Items listed in a dataset
# # #

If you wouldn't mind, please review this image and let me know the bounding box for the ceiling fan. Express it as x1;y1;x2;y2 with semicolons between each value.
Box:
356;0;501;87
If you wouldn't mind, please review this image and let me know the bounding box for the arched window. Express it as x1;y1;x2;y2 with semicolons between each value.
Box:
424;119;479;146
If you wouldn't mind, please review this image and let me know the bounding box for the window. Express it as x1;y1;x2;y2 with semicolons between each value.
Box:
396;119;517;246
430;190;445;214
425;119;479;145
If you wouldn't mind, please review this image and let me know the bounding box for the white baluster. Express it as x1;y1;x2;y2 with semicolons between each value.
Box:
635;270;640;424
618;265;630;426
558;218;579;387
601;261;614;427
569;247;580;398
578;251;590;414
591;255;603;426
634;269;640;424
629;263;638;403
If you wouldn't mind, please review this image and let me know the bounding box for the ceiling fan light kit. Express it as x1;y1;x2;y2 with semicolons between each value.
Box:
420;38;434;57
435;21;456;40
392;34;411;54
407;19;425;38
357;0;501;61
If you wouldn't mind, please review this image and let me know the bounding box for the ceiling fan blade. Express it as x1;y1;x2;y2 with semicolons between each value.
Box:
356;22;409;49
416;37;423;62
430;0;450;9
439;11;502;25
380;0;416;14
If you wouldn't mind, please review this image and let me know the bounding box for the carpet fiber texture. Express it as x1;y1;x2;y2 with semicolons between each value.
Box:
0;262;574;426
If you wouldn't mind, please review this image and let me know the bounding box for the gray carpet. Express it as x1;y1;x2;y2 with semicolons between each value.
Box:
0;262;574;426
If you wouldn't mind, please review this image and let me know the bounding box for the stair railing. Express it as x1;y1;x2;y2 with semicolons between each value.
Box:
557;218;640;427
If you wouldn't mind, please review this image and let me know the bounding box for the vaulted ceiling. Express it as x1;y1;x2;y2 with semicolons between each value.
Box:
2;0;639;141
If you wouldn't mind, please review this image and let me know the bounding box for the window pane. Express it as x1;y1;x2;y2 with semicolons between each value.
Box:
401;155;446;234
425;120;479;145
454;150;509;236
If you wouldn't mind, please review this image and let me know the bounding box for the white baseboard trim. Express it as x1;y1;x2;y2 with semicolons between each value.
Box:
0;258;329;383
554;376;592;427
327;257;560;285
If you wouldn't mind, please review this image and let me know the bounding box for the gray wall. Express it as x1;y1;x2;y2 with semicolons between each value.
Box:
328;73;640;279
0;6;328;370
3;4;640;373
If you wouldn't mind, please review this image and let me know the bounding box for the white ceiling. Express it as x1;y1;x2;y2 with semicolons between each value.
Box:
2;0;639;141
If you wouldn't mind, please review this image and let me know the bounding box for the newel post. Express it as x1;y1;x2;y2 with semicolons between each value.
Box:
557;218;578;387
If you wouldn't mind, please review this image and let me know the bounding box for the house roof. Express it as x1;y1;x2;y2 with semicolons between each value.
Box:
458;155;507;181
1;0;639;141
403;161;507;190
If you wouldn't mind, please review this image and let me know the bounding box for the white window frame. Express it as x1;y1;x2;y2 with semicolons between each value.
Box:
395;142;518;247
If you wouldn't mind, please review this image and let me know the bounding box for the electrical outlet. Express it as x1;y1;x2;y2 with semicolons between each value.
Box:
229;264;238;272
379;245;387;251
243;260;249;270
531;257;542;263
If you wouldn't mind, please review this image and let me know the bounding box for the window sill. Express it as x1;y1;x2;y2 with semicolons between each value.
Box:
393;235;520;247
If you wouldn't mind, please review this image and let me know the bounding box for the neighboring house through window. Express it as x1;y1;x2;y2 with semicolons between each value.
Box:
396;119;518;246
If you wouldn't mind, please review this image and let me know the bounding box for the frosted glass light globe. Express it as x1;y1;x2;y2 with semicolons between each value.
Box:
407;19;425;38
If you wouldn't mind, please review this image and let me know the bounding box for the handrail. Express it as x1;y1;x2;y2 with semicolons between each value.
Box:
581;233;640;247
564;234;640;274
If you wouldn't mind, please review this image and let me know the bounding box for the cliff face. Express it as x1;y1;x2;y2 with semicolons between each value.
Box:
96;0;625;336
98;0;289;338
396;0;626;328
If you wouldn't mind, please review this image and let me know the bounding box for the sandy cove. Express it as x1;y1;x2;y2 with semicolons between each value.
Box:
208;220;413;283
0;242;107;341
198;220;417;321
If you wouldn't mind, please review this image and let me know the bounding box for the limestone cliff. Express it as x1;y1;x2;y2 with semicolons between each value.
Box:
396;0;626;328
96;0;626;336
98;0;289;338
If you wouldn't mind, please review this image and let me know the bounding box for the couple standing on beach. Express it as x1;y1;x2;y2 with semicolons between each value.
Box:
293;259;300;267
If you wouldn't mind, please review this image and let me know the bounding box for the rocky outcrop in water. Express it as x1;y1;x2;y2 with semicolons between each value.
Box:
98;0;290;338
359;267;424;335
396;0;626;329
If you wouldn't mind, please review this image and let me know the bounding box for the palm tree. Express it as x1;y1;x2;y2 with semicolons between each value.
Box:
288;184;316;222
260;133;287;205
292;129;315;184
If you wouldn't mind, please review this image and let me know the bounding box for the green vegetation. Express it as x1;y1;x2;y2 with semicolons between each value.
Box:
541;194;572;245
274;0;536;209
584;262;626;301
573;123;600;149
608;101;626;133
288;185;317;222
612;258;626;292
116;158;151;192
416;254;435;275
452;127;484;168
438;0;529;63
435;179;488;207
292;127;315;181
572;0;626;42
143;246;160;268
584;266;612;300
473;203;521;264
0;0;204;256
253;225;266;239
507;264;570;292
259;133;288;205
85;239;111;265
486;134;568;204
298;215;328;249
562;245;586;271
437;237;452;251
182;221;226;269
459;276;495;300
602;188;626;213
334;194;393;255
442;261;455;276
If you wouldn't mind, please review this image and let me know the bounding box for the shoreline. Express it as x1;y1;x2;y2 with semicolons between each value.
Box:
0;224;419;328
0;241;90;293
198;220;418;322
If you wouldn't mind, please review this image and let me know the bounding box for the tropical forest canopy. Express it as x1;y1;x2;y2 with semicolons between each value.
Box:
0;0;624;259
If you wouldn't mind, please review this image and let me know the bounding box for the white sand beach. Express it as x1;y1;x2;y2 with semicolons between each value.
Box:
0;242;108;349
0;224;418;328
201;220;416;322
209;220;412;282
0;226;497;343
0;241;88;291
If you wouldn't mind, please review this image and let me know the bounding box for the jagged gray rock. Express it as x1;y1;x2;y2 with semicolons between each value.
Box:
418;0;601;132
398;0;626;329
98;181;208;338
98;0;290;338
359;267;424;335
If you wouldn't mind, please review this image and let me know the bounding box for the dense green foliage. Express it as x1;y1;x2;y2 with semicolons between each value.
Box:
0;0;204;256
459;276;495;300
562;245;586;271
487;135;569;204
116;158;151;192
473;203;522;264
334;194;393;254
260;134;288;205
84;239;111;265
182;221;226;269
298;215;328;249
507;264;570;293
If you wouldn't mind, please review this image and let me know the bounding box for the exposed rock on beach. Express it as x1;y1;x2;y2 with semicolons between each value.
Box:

# # #

• Instructions for the task
Each record must be output word for word.

• Result of the exercise
If you wouldn't mind, please review this image and let me know the bounding box for the ceiling fan. Express it as x1;y1;x2;y2 with semicolons between each value.
Box:
356;0;501;87
If you wouldn't mind, please review this image and let me know the bounding box for the arched window. Express it as x1;y1;x2;y2 with semicolons between each value.
Box:
424;119;479;146
If you wouldn't mind, please review this image and let me know the bounding box for the window. Express it as x1;y1;x2;y2 with semicolons between each value.
Box:
396;119;517;246
430;190;445;214
425;119;479;145
If you wouldn't mind, please review this image and let me know the bounding box for the white baluster. Express it as x1;y1;x2;y2 with semicolons between each value.
Box:
635;270;640;424
618;265;630;426
558;218;579;387
601;261;614;427
569;247;580;398
578;251;590;414
591;255;603;426
634;269;640;424
629;263;638;403
If you wouldn't mind, please review this image and let me know the bounding box for the ceiling fan light kit. Express it as x1;y1;x2;y2 with semicolons between each value.
Box:
420;38;434;57
435;21;456;40
392;34;411;54
407;19;425;38
357;0;501;61
If you wouldn't mind, please review this image and let me know the bounding box for the ceiling fan blade. Express it as x1;y1;x2;y2 with semicolons between each value.
Box:
356;22;409;49
416;37;423;62
430;0;450;9
439;11;502;25
380;0;416;14
If you wouldn't mind, please review this image and let me know the bounding box for the carpet fiber texture. Express it as x1;y1;x2;y2 with semicolons between each value.
Box:
0;262;574;426
If you wouldn't mind, please review this image and let me know the bounding box for the gray carpet. Express it as x1;y1;x2;y2 with semicolons between each value.
Box:
0;262;574;426
If you wouldn't mind, please review this image and let me know the bounding box for the stair railing. Express it as x1;y1;x2;y2 with semicolons between each value.
Box:
557;218;640;427
If you wouldn't mind, please review this image and let me know the bounding box for the vaulted ceiling. Express it as x1;y1;x2;y2 with semicolons between each value.
Box:
2;0;639;141
If you wouldn't mind, please review this image and let me know the bounding box for the window pane. Express it as x1;y1;x2;y2 with semicolons between each value.
Box:
401;155;446;234
425;120;479;145
454;150;509;236
If you wouldn't mind, please review this image and let me know the bounding box for the white baseboard trim. Express it as x1;y1;x2;y2 with semicolons between each value.
Box:
0;258;329;383
554;376;592;427
327;257;560;285
If you wouldn't mind, please review this image and let me know the bounding box for the gray wall. Express it as x1;y1;x2;y2 with semicolons between each value.
Box:
328;73;640;279
0;6;328;370
3;4;640;373
If you wouldn't mind, please review this image and let me know the bounding box for the white ceiling. Express it as x1;y1;x2;y2 with semicolons between each value.
Box:
2;0;639;141
If you wouldn't mind, please review this image and let me know the bounding box for the newel post. Express it as x1;y1;x2;y2 with semicolons between each value.
Box:
557;218;578;387
If you wouldn't mind, please review this image and let me know the bounding box for the house roof. Express it as x1;y1;x2;y2 with semicolons between each value.
Box:
458;155;507;181
1;0;639;141
403;161;507;190
If you wouldn't mind, please review this image and let me know the bounding box for the white window frame. Express it as x1;y1;x2;y2 with semicolons between each value.
Box:
395;142;518;247
If you wouldn't mind, please review this image and let me know the bounding box for the electrical outlet. Express it as x1;y1;x2;y2 with semicolons between each value.
Box:
229;264;238;272
379;245;387;251
243;260;249;270
531;257;542;263
If you wouldn't mind, please review this image and let me know the bounding box for the window sill. Express it as x1;y1;x2;y2 with semicolons between each value.
Box:
393;235;520;247
If you wouldn't mind, please review this image and let me know the bounding box for the neighboring house through window. Express it as x1;y1;x2;y2 with semicolons between each value.
Box:
396;119;518;246
If you wouldn't mind, please review this image and let me know the bounding box for the frosted glass light globe. Express it as x1;y1;x2;y2 with semicolons between each value.
Box:
407;19;425;38
If you wouldn't mind, please review this image and let me know the bounding box for the handrail. Express it as x1;y1;x2;y2 with semicolons between each value.
Box:
581;233;640;247
564;234;640;274
If you wouldn't mind, please review this image and let me know the bounding box for the cliff face. Express it as x1;y1;x2;y2 with semicolons between each value.
Box:
96;0;625;336
98;0;289;338
396;0;626;328
If you wouldn't mind, please review this image and let me know the bounding box for the sandy cove. Express it as x1;y1;x2;y2 with semicolons between each value.
Box:
208;220;413;283
0;242;107;341
198;220;417;321
If you wouldn't mind, please review this image and let me know the bounding box for the limestone cliff. Express it as x1;y1;x2;y2 with semicolons between each value.
Box:
396;0;626;328
96;0;626;336
98;0;289;338
If you wouldn't mind, please review this image and let me know the bounding box for the couple standing on beach. Express it as x1;y1;x2;y2 with semicolons between each value.
Box:
293;259;300;267
If you wouldn't mind, please review this image and let me know the bounding box for the rocky outcrop in water. Express it as x1;y1;x2;y2 with semicolons between each value.
Box:
98;0;290;338
359;267;424;335
396;0;626;329
If you wouldn't mind, please review this image and let me know the bounding box for the palm tree. Express it as x1;y1;x2;y2 with semicolons between each value.
Box:
288;184;316;222
260;133;287;205
292;129;315;184
If you wouldn't mind, please review this image and let me know the bounding box for the green vegetation. Express it as x1;y1;x2;y2 with semicolons between each value.
Box:
541;194;572;245
274;0;536;209
584;262;626;301
573;123;600;149
608;101;626;133
288;185;317;222
612;258;626;292
116;158;151;192
416;254;435;275
452;127;484;168
438;0;529;63
435;179;488;207
292;127;315;181
572;0;626;42
143;246;160;268
584;266;612;300
473;203;521;264
0;0;204;256
253;225;266;239
507;264;570;292
259;133;288;205
85;239;111;265
486;134;568;204
298;215;328;249
562;245;586;271
437;237;452;251
182;221;226;269
459;276;495;300
602;188;626;213
334;194;393;255
442;261;455;276
If you wouldn't mind, please review this image and let me know the bounding box for the shoreline. Express it as x1;y1;x2;y2 with semicolons between each value.
Box:
0;224;419;328
0;241;90;293
198;220;418;322
If you wouldn't mind, please review this image and let me know the bounding box for the tropical forest canopy. Express it as x1;y1;x2;y2 with semicolons between each value.
Box:
0;0;624;259
If you wouldn't mind, please review this image and let me know the bounding box for the white sand beach. Express it as x1;y1;x2;y2 with semicolons between each value.
Box:
0;242;108;349
0;224;418;328
201;220;416;322
209;220;412;282
0;226;497;343
0;241;88;291
If you wouldn't mind, please review this image and let me know the bounding box for the jagged gray rock. Express it as x1;y1;x2;y2 with semicolons between each value.
Box:
418;0;601;132
398;0;626;329
98;181;208;338
98;0;290;338
359;267;424;335
If you wouldn't mind, please review this image and let me know the bounding box for the dense green foliage. Express it as x1;y1;x2;y2 with semicolons between each value.
Box:
0;0;204;256
459;276;495;300
562;245;586;271
487;135;569;204
116;158;151;192
473;203;522;264
334;194;393;254
260;134;288;205
84;239;111;265
182;221;226;269
298;215;328;249
507;264;570;293
If you wouldn't mind, please review this image and let me know the bounding box for the exposed rock on beach. Express it as x1;y1;x2;y2 with semicolons between each value.
Box:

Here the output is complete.